**Exercise description**
Whenever a line in the listing below holds the string "hoof", include it in the count. Say how many such lines there are and nothing more.

**Data to use**
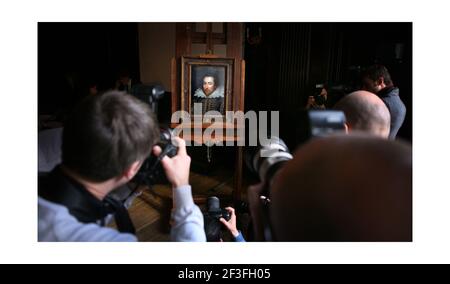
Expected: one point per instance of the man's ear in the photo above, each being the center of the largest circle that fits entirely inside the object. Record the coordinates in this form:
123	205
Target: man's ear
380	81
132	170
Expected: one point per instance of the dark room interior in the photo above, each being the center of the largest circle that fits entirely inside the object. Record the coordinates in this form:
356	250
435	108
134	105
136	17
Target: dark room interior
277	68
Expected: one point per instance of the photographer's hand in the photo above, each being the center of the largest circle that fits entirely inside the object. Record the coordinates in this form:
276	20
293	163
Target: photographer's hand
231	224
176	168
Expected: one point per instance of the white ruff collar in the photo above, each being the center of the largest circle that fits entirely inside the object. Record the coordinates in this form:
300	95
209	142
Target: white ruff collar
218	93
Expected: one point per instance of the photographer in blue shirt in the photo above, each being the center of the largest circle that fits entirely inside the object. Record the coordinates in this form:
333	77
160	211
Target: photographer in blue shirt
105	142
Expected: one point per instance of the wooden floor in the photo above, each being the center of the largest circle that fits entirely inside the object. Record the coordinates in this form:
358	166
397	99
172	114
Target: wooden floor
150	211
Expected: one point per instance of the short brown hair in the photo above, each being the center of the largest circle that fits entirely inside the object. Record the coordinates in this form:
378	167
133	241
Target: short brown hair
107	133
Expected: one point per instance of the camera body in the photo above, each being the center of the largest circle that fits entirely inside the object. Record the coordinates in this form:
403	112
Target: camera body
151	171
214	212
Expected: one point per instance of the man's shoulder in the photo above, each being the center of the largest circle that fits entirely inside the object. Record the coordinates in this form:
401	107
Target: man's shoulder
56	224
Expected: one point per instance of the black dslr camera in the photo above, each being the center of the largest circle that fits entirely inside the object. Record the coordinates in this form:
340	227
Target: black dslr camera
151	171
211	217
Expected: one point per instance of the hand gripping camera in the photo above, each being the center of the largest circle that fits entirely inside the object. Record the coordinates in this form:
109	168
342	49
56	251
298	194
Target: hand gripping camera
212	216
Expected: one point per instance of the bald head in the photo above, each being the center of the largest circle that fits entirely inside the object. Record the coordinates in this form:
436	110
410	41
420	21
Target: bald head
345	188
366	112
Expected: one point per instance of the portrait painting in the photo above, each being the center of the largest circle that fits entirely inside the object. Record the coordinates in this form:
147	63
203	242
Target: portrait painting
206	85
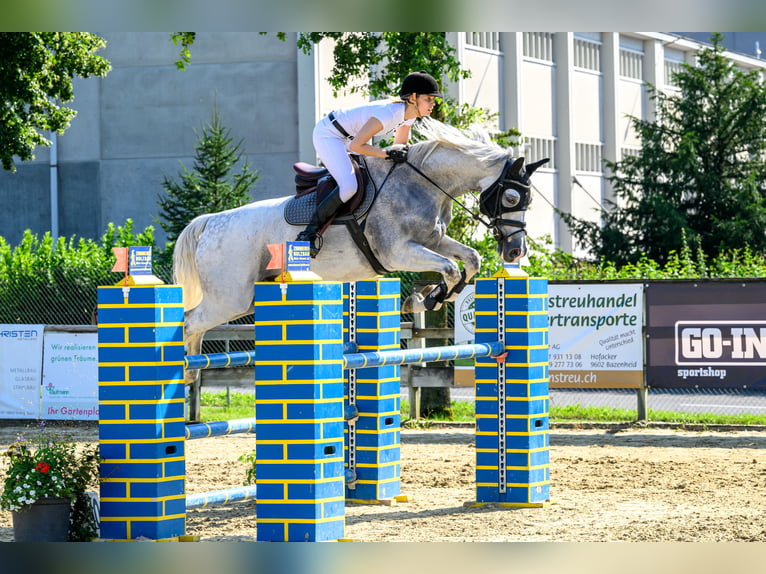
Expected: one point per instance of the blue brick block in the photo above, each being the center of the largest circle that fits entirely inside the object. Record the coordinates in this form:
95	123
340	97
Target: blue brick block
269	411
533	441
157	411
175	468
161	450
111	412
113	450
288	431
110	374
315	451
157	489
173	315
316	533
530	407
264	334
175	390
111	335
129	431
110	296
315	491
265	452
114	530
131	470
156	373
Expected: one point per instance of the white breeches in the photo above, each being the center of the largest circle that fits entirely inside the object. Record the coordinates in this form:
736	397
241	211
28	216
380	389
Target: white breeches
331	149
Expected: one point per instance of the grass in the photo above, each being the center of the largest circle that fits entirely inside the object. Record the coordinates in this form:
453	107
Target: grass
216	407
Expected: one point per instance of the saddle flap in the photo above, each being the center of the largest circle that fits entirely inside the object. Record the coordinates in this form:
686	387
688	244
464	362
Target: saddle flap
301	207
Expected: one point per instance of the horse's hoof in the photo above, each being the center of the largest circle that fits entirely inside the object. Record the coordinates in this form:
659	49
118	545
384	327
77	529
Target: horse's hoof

**Output**
2